• **PROBLEM**:
Please give the data below again in full, exactly as it stands.
▬▬▬
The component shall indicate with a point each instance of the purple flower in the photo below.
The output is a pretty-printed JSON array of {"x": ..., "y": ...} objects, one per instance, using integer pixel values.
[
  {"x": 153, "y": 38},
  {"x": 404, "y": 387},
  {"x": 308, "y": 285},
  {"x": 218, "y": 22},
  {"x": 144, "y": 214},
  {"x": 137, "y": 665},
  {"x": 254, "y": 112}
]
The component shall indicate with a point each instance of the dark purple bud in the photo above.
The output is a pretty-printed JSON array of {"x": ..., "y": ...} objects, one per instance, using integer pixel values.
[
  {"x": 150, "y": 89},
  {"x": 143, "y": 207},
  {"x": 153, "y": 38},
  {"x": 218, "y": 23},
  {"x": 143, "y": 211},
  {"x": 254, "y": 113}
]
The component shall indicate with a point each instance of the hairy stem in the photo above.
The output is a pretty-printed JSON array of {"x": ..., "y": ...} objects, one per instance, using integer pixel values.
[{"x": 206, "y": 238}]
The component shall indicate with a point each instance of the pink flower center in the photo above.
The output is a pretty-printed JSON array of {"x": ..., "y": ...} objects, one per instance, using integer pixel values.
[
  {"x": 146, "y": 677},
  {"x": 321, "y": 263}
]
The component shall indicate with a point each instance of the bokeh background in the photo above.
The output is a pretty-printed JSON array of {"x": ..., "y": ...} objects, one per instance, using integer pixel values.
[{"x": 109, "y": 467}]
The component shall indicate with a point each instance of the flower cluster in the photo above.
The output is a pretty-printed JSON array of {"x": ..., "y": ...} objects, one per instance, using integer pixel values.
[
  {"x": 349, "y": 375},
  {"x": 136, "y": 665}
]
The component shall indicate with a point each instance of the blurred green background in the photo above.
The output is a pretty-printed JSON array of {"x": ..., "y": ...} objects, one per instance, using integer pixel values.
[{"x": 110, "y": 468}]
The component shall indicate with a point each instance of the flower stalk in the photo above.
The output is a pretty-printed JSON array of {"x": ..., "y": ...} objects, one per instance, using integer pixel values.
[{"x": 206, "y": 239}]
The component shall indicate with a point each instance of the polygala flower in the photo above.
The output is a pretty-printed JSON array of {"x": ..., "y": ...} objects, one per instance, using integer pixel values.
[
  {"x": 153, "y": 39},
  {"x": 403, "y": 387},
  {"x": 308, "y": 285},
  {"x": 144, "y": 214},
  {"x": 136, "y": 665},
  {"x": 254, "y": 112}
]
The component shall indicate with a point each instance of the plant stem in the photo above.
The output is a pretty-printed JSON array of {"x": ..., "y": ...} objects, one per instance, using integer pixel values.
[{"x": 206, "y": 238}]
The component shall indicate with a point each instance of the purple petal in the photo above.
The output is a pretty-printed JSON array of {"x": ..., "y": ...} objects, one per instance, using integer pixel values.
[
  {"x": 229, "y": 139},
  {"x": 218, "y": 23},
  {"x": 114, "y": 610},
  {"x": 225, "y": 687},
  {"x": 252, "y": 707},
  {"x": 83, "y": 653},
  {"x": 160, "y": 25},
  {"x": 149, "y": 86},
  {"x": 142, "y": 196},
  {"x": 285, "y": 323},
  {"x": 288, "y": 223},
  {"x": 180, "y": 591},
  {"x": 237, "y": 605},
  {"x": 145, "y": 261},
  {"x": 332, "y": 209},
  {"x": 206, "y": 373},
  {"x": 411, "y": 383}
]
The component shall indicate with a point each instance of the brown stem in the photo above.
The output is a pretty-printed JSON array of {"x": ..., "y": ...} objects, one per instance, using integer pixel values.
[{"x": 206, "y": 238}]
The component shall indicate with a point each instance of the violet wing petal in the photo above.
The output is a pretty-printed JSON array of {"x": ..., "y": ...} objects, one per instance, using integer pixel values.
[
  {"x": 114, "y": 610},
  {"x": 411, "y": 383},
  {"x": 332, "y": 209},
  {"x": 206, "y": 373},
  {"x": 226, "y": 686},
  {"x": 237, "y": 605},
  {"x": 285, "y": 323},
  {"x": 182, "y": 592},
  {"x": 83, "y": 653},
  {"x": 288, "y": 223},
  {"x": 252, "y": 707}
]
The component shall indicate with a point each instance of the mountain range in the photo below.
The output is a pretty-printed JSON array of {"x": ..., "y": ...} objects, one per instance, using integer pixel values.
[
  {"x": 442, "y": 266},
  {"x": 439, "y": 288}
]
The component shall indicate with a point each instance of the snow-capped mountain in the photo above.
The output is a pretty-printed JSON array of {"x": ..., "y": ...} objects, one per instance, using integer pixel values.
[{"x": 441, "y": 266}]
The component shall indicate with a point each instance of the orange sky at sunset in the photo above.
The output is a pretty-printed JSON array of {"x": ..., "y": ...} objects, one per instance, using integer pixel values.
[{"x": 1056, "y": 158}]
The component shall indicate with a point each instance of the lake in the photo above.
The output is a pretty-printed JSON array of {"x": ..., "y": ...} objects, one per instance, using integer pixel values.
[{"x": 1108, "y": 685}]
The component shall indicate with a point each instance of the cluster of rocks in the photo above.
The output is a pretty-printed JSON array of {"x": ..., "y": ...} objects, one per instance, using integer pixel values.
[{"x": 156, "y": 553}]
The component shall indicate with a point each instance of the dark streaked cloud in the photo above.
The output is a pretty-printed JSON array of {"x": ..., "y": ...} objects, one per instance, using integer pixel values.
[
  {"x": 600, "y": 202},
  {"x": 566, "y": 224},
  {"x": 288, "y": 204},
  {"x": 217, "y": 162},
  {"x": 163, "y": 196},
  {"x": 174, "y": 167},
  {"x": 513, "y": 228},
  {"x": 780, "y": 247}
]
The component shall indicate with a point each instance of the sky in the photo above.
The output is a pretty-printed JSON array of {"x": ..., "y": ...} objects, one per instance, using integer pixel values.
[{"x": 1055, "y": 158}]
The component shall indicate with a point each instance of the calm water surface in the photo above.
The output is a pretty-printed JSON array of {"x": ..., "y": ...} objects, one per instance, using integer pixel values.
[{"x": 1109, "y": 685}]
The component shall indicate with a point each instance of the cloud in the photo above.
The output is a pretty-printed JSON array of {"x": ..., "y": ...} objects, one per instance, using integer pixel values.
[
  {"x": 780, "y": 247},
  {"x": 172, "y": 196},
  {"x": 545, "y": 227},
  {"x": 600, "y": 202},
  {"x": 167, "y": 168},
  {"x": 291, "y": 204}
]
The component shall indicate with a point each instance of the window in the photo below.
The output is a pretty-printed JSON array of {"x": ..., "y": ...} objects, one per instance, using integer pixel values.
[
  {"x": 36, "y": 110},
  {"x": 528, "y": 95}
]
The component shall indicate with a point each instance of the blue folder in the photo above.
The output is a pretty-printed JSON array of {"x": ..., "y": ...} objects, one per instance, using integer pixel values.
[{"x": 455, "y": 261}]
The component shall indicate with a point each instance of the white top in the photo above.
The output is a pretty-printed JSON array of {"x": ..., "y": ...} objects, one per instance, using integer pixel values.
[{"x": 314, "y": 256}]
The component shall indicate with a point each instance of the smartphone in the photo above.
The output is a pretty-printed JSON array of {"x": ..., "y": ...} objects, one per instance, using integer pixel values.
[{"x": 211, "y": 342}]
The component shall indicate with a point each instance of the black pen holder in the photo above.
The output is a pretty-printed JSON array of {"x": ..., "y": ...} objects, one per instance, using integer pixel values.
▬▬▬
• **EXERCISE RESULT**:
The component shall indicate with a point each instance of the purple flower in the photo below.
The output is a pretty-printed JSON array of {"x": ..., "y": ...} objects, one per instance, using integer pixel values.
[
  {"x": 153, "y": 38},
  {"x": 404, "y": 387},
  {"x": 308, "y": 285},
  {"x": 218, "y": 22},
  {"x": 144, "y": 214},
  {"x": 137, "y": 665},
  {"x": 254, "y": 112}
]
The component shall indicate with a point each instance of the dark purple bud in the photo above.
The output is a pretty-printed JSON array of {"x": ..., "y": ...} objects, one per instance, using integer pixel values.
[
  {"x": 150, "y": 89},
  {"x": 143, "y": 207},
  {"x": 153, "y": 38},
  {"x": 218, "y": 23},
  {"x": 143, "y": 211},
  {"x": 254, "y": 113}
]
The component shall indicate with a point each instance of the hairy stem in the photo above.
The output is a pretty-printed JSON array of {"x": ..., "y": ...} objects, one per instance, using integer pixel values.
[{"x": 206, "y": 238}]
The component shall indicate with a point each instance of the pink flower center in the photo above.
The output is a pretty-printed JSON array of {"x": ..., "y": ...} objects, one per instance, using integer pixel values.
[
  {"x": 146, "y": 677},
  {"x": 321, "y": 263}
]
The component shall indicate with a point each instance of the bokeh background in the photo above.
The output is a pretty-printed JSON array of {"x": ..., "y": ...} objects, one per instance, using integer pixel values.
[{"x": 109, "y": 467}]
The component shall indicate with a point each instance of the flower cluster in the photo above.
The output is a pretty-printed JSON array of {"x": ..., "y": ...} objects, one per instance, using integer pixel values.
[
  {"x": 349, "y": 375},
  {"x": 136, "y": 665}
]
The component shall indicate with a point each instance of the blurred green background in the photo above.
The output is a pretty-printed JSON array of {"x": ..., "y": ...} objects, one per instance, using integer pixel values.
[{"x": 110, "y": 468}]
The component shall indicate with a point each instance of the flower stalk in the photo above.
The output is a pretty-printed JSON array of {"x": ..., "y": ...} objects, one per instance, using integer pixel values.
[{"x": 206, "y": 239}]
The component shall indicate with a point each instance of the polygala flower in the photo above.
The output is a pretty-printed JSON array of {"x": ..., "y": ...} objects, one per instance, using integer pixel values.
[
  {"x": 153, "y": 39},
  {"x": 403, "y": 387},
  {"x": 308, "y": 285},
  {"x": 144, "y": 214},
  {"x": 136, "y": 665},
  {"x": 254, "y": 112}
]
The component shall indicate with a point each instance of the plant stem in the photo above.
The output is a pretty-printed JSON array of {"x": ..., "y": ...} objects, one per instance, using integer pixel values.
[{"x": 206, "y": 238}]
The component shall indicate with a point each instance of the purple petal in the photo above.
The output is a pretty-printed JSON array of {"x": ..., "y": ...} objects, one per instance, using integer pixel values.
[
  {"x": 229, "y": 139},
  {"x": 218, "y": 23},
  {"x": 114, "y": 610},
  {"x": 225, "y": 687},
  {"x": 252, "y": 707},
  {"x": 83, "y": 653},
  {"x": 160, "y": 25},
  {"x": 149, "y": 86},
  {"x": 142, "y": 196},
  {"x": 285, "y": 323},
  {"x": 288, "y": 223},
  {"x": 180, "y": 591},
  {"x": 237, "y": 605},
  {"x": 145, "y": 261},
  {"x": 332, "y": 209},
  {"x": 206, "y": 373},
  {"x": 411, "y": 383}
]
The component shall indicate with a point each instance of the brown stem in the photo above.
The output is a pretty-printed JSON array of {"x": ..., "y": ...} objects, one per instance, using integer pixel values.
[{"x": 206, "y": 238}]
The component shall indicate with a point each instance of the violet wing petal in the photo above.
The output is a pretty-printed JSON array of {"x": ..., "y": ...} objects, one per instance, using integer pixel values.
[
  {"x": 114, "y": 610},
  {"x": 411, "y": 383},
  {"x": 332, "y": 209},
  {"x": 206, "y": 373},
  {"x": 226, "y": 686},
  {"x": 237, "y": 605},
  {"x": 285, "y": 323},
  {"x": 182, "y": 592},
  {"x": 83, "y": 653},
  {"x": 288, "y": 223},
  {"x": 252, "y": 707}
]
The component shall indicate with a point each instance of the mountain range in the photo below.
The output is a pretty-printed JSON array of {"x": ..., "y": ...} objects, one per instance, using integer pixel values.
[
  {"x": 442, "y": 266},
  {"x": 439, "y": 288}
]
The component shall indicate with a point each instance of the snow-capped mountain in the photo above.
The output is a pretty-printed JSON array of {"x": ..., "y": ...} objects, one per instance, using integer pixel values.
[{"x": 441, "y": 266}]
The component shall indicate with a point each instance of the orange sky at sunset in the photo above.
The output is a pretty-printed JSON array of {"x": ..., "y": ...} objects, one per instance, using integer pixel values.
[{"x": 1056, "y": 158}]
The component shall indicate with a point each instance of the lake in the photo above.
The output is a pretty-printed JSON array of {"x": ..., "y": ...} objects, one per instance, using integer pixel values.
[{"x": 1108, "y": 685}]
The component shall indicate with a point each instance of the cluster of rocks in the photo above.
The output is a pretty-printed JSON array of {"x": ..., "y": ...} objects, one per instance, using integer pixel values.
[{"x": 156, "y": 553}]
The component shall indicate with a point each instance of the dark streaked cloud in the photo above.
The output is a pretty-printed JSON array of {"x": ..., "y": ...} objects, one per instance, using integer pixel values.
[
  {"x": 600, "y": 202},
  {"x": 566, "y": 224},
  {"x": 288, "y": 204},
  {"x": 217, "y": 162},
  {"x": 163, "y": 196},
  {"x": 174, "y": 167},
  {"x": 513, "y": 228},
  {"x": 780, "y": 247}
]
The component shall indicate with a point each instance of the sky in the photo above.
The output is a pretty-printed JSON array of {"x": ..., "y": ...} objects, one per instance, using integer pixel values.
[{"x": 1055, "y": 158}]
The component shall indicate with a point each instance of the calm water surface in the photo above.
The output is a pretty-printed JSON array of {"x": ..., "y": ...} objects, one per instance, using integer pixel values.
[{"x": 1109, "y": 685}]
The component shall indicate with a point each instance of the cloud in the photo above.
The output is a pretty-printed JSON array of {"x": ..., "y": ...} objects, one per instance, using integer pixel values.
[
  {"x": 780, "y": 247},
  {"x": 172, "y": 196},
  {"x": 545, "y": 227},
  {"x": 600, "y": 202},
  {"x": 167, "y": 168},
  {"x": 291, "y": 204}
]
The component shall indicate with a point each instance of the window in the photo below.
The output is a pretty-printed JSON array of {"x": ..., "y": ...} objects, one per instance, using integer pixel values.
[
  {"x": 36, "y": 110},
  {"x": 528, "y": 95}
]
The component shall indicate with a point each instance of the blue folder in the photo above.
The output is a pretty-printed JSON array of {"x": ..., "y": ...} objects, one per instance, using integer pixel values.
[{"x": 455, "y": 261}]
The component shall indicate with a point each instance of the white top in the photo above.
The output is a pretty-printed JSON array of {"x": ..., "y": ...} objects, one per instance, using integer pixel values.
[{"x": 314, "y": 256}]
The component shall indicate with a point each instance of the smartphone in the photo above.
The output is a pretty-printed JSON array of {"x": ..., "y": ...} objects, one per instance, using integer pixel values.
[{"x": 211, "y": 342}]
The component shall indicate with a point each instance of the black pen holder in the photo above.
The output is a pretty-printed JSON array of {"x": ..., "y": ...} objects, one per instance, using integer pixel values.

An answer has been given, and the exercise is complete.